WHAT YOU NEED TO DO —
Pick out every line of the data below that contains the word "blue", and copy each of those lines in full.
:: RECORDS SUPPLIED ::
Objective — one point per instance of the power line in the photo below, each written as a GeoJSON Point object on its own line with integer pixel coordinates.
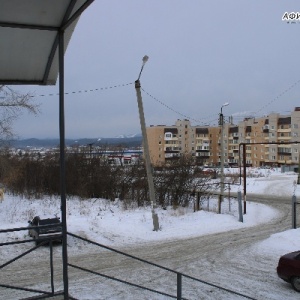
:::
:: RECORDS SUPPLIED ::
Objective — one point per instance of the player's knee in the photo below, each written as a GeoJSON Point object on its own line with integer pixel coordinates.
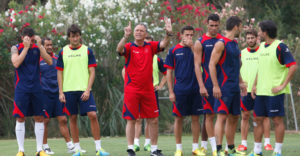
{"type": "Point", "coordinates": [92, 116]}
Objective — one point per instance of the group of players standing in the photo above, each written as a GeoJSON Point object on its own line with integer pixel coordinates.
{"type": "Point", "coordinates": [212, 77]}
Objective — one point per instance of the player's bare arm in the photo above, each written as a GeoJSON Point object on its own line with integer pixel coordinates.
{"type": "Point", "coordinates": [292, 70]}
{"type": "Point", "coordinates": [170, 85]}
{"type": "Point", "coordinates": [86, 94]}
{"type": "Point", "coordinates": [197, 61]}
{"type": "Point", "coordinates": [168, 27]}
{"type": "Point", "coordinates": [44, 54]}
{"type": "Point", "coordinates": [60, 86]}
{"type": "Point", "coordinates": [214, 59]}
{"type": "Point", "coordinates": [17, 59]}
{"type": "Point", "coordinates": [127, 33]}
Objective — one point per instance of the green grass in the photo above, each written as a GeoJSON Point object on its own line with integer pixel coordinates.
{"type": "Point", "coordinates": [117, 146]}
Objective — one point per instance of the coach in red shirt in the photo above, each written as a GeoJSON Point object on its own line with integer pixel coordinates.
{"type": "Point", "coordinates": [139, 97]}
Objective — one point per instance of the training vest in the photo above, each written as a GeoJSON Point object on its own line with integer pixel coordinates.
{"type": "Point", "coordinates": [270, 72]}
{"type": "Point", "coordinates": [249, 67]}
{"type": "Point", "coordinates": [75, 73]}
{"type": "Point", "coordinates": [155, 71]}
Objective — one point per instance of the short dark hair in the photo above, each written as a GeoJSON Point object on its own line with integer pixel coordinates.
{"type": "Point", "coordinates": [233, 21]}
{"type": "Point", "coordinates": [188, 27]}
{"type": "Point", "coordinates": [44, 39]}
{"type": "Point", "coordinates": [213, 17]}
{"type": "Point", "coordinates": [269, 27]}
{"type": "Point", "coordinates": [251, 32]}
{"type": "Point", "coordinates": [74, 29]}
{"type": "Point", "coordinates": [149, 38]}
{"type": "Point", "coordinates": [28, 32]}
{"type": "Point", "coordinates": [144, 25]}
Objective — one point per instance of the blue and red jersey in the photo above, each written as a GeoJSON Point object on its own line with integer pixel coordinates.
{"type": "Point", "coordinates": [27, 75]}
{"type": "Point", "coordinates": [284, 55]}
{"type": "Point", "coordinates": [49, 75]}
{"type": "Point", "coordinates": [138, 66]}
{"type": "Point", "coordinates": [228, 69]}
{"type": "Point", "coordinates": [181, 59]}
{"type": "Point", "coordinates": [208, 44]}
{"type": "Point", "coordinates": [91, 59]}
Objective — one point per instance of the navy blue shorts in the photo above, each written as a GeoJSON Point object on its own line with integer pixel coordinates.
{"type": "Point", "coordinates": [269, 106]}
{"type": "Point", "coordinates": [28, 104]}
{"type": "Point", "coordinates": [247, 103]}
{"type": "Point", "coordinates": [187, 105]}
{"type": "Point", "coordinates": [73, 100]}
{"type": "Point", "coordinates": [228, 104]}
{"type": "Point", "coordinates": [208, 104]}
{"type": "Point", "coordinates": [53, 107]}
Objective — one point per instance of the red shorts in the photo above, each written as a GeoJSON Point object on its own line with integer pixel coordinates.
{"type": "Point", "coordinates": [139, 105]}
:::
OUTPUT —
Objective — one point per instance of the blue and red jersey in the photo above, each written as a GeoJSON Point object on its own line with integer pixel coordinates.
Objective — one point per instance of the navy blue shorts in the photo above, each written as a GeoJSON Point object on its own line with integer pixel coordinates.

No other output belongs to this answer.